→ DATA FOR THIS TASK:
=====
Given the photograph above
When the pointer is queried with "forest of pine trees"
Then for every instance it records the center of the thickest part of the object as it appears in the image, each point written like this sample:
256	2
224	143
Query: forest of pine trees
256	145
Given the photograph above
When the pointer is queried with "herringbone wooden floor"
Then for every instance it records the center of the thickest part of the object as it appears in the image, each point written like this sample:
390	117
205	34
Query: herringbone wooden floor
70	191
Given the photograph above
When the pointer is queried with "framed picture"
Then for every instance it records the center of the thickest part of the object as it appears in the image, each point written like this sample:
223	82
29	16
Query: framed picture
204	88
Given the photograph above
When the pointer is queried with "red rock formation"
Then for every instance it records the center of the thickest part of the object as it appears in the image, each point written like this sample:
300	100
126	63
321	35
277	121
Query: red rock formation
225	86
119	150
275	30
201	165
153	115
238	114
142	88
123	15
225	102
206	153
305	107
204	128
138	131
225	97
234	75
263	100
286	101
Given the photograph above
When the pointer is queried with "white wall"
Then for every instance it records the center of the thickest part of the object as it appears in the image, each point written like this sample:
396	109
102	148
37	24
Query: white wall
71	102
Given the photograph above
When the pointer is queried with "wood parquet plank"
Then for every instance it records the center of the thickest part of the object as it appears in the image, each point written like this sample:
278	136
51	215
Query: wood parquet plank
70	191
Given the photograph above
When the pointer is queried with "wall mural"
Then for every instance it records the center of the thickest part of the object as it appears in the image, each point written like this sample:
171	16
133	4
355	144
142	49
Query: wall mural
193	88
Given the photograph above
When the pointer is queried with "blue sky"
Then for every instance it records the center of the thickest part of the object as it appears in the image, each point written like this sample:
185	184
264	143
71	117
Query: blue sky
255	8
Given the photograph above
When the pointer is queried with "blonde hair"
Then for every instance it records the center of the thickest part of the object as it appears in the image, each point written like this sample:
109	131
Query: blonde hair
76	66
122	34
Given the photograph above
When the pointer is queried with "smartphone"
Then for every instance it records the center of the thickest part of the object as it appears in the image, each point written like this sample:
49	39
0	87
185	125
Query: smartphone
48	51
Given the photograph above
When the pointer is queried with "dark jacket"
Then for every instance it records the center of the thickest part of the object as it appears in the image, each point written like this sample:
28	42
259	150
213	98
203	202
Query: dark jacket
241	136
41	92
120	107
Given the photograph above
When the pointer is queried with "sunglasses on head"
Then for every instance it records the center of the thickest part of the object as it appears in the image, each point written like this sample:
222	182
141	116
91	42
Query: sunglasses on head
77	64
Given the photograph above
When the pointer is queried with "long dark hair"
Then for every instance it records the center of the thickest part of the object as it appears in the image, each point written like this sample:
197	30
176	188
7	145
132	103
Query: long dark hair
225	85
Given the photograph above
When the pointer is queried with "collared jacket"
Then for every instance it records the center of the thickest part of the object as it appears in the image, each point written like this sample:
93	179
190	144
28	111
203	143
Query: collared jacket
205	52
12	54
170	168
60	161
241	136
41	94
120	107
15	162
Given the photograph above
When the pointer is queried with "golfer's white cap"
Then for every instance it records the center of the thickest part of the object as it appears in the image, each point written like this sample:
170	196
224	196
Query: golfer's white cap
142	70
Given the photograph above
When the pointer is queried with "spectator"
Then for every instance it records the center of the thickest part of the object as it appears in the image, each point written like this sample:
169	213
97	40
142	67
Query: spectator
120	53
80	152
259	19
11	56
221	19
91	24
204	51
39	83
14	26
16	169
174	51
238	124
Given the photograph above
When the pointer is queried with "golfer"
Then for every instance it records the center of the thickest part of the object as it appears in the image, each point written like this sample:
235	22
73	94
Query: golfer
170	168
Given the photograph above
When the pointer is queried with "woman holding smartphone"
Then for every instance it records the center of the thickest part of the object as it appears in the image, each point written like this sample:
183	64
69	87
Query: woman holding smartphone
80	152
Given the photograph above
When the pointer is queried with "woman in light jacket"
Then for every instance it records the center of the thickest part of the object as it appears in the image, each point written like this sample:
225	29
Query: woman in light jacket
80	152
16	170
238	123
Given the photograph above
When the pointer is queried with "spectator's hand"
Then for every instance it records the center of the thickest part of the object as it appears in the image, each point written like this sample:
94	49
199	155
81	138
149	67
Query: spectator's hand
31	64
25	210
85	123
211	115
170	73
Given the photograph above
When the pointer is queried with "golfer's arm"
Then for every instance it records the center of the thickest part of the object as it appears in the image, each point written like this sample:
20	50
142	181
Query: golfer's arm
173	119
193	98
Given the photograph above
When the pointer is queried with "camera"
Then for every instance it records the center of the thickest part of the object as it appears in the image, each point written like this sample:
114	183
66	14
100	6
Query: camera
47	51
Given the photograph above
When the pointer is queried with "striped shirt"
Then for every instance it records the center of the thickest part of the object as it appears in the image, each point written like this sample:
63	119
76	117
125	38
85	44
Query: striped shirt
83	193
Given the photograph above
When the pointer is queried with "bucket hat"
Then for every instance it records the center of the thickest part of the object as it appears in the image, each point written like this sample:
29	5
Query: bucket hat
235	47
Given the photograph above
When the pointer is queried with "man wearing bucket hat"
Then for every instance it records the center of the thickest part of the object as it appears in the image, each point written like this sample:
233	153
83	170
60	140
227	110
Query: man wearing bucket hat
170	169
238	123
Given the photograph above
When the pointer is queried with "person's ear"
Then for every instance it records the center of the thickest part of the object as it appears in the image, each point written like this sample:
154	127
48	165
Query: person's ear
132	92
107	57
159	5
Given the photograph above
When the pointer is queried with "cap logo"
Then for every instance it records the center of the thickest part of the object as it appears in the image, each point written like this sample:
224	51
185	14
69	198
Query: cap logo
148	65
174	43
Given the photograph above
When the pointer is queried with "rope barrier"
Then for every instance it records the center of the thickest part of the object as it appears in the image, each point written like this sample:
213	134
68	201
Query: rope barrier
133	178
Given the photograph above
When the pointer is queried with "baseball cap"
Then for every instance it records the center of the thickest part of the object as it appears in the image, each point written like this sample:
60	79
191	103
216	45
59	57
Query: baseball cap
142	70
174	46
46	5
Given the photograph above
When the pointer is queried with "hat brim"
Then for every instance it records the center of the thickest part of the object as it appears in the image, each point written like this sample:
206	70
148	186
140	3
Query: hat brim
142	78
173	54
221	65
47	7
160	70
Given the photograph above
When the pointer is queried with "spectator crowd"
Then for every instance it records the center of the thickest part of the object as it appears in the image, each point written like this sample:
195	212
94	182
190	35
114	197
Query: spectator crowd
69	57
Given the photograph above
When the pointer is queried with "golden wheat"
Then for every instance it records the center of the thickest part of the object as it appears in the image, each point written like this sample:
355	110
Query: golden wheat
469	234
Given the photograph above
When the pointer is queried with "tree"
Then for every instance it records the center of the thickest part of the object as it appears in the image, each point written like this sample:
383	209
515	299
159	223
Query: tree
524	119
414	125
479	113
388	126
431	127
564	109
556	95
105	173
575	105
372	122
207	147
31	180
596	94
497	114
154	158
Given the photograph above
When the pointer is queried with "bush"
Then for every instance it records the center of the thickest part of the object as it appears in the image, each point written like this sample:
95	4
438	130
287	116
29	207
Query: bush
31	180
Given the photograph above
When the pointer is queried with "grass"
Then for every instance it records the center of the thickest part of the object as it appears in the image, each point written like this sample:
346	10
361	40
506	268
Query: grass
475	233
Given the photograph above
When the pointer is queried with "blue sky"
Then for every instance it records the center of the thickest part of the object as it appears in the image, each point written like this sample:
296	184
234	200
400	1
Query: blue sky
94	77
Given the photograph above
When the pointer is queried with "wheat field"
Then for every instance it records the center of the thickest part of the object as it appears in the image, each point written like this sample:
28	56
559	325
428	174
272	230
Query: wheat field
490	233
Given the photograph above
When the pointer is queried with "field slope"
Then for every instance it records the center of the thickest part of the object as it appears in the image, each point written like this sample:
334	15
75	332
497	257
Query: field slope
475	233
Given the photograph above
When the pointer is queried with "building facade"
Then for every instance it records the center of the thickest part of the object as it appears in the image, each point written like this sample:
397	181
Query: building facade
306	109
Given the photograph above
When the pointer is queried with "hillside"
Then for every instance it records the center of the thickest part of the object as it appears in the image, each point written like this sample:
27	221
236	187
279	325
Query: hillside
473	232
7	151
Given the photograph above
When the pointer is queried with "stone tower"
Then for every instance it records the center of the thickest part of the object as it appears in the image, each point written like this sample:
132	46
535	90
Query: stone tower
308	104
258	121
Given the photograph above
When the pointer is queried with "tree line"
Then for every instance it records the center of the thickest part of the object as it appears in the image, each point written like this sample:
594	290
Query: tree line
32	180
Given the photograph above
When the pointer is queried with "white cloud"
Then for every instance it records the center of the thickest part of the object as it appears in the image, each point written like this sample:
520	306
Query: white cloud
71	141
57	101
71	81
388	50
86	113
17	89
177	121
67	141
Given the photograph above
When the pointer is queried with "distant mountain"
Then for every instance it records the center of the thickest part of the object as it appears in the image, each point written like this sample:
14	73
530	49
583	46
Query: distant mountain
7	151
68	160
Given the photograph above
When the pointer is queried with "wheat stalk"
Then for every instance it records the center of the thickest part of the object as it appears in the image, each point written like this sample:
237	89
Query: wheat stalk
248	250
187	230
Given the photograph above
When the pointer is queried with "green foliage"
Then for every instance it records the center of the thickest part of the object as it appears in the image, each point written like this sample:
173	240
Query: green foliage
=====
→ PROBLEM: Find each line above that contains the string "wearing" and copy it in full. Case counts.

→ SOLUTION TO THIS PROBLEM:
When the pointer is queried with "man wearing bucket hat"
Query: man wearing bucket hat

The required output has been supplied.